Raw records:
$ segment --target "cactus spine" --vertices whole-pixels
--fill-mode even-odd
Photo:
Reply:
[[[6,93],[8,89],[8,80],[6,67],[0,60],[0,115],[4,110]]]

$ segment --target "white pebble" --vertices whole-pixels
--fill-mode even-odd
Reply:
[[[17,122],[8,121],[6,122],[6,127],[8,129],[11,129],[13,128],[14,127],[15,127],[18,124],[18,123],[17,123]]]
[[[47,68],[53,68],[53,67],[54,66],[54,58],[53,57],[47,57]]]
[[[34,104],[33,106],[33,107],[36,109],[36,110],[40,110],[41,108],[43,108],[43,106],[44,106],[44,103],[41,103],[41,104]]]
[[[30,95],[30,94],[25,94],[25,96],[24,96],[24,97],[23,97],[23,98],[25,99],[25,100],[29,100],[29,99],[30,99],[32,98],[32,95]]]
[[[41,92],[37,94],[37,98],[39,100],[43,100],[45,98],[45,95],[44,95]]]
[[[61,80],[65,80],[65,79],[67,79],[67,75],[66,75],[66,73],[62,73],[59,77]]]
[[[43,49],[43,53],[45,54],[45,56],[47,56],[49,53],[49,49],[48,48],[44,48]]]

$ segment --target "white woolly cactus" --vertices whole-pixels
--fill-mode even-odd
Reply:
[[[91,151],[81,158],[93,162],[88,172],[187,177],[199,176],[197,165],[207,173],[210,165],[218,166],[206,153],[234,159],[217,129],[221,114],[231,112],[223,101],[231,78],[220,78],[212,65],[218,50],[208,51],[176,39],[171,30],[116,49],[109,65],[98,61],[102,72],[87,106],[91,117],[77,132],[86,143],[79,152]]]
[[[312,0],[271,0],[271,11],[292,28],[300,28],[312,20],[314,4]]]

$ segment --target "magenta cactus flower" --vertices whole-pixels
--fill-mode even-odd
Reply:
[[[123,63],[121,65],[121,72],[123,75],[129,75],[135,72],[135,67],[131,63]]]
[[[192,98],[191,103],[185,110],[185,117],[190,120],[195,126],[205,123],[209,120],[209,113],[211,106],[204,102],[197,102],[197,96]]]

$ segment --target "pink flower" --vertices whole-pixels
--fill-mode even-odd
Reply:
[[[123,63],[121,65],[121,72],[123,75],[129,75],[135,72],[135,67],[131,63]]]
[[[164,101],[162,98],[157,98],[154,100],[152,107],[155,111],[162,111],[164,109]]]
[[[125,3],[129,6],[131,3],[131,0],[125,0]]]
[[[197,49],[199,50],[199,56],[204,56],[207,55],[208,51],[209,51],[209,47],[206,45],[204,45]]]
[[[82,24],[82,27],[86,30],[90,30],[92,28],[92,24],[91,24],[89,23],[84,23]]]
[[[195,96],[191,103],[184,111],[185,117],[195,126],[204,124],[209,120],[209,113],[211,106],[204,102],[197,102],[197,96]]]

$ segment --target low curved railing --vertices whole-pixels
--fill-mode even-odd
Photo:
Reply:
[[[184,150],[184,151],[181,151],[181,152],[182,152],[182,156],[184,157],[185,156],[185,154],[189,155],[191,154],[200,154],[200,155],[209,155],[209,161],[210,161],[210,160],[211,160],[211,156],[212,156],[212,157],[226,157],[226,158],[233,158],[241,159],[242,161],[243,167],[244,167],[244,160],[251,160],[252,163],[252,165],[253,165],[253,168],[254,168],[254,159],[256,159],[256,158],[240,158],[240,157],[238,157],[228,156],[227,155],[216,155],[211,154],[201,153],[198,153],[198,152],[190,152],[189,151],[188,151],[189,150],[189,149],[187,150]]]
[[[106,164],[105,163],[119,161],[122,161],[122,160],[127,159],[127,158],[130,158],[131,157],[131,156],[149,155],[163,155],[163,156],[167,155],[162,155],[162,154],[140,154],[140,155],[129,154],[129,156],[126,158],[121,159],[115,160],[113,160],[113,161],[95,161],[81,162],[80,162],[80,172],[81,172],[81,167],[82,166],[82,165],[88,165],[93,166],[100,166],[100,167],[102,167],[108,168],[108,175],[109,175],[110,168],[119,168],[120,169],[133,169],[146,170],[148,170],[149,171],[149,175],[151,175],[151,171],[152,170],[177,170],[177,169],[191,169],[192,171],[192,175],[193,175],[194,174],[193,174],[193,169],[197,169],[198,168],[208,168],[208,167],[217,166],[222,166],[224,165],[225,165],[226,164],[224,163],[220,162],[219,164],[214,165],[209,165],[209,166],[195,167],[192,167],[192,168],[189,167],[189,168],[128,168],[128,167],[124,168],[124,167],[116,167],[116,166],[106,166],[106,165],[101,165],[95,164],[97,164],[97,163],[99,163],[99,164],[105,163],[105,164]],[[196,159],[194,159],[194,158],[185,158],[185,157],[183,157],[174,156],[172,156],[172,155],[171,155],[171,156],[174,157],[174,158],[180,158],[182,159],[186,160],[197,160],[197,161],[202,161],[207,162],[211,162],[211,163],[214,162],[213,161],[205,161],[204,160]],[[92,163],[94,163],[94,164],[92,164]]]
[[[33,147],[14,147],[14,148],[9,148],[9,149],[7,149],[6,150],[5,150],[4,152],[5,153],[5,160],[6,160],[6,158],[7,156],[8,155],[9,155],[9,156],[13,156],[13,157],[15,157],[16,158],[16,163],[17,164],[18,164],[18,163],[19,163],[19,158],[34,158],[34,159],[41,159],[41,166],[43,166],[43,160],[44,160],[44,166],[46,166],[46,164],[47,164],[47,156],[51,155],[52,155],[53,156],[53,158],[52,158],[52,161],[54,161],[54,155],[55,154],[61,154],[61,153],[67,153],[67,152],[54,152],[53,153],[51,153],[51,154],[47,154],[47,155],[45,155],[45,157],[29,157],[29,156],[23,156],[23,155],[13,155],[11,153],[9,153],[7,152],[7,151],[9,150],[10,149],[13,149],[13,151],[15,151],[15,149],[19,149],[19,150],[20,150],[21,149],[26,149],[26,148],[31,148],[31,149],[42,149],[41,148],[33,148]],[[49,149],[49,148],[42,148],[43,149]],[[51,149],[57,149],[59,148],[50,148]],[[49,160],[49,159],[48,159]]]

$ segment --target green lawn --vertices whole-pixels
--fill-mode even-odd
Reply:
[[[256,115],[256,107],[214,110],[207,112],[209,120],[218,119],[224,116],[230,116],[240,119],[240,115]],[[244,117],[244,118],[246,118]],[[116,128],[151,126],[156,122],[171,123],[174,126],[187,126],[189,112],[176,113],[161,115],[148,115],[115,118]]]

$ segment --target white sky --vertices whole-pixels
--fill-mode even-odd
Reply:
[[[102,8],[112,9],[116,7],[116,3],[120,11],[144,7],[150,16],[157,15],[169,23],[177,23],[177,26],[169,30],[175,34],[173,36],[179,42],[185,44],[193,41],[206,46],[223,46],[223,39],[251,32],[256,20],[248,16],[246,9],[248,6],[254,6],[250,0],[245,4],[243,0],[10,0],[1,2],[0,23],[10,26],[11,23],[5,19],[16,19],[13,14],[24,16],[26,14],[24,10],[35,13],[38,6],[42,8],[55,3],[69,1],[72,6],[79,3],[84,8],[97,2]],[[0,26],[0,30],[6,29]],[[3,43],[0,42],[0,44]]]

What you will do: Copy the entries word for word, starting at the first line and ending with the line that contains "[[[6,93],[8,89],[8,80],[6,67],[0,60],[0,115],[4,110]]]".

Task solution:
$ segment --target "cactus spine" --vertices whole-pixels
--fill-mode even-odd
Photo:
Reply:
[[[6,93],[8,89],[8,80],[6,67],[0,60],[0,115],[4,110]]]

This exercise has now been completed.